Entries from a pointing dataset

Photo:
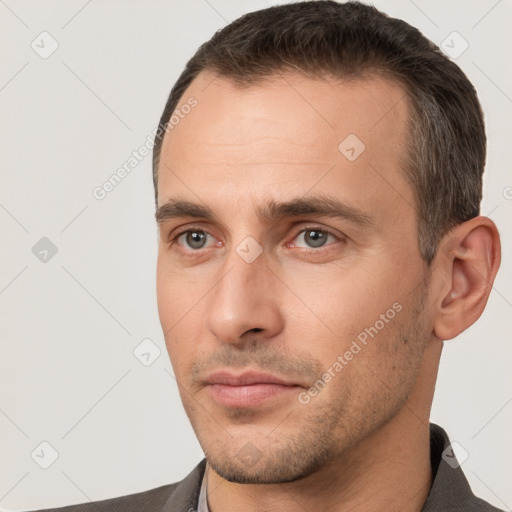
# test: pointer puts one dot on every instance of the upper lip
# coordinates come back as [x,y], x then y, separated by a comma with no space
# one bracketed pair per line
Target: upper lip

GIVEN EXERCISE: Please arrange every line of the listing above as a numbered list, skipping any blank lines and leaving the picture out.

WRITTEN ANSWER:
1. Photo:
2. # test: pointer puts one dot on every instance of the upper lip
3. # coordinates come back as [x,y], x then y, separated by a comma with no space
4. # one bracketed pair per line
5. Target: upper lip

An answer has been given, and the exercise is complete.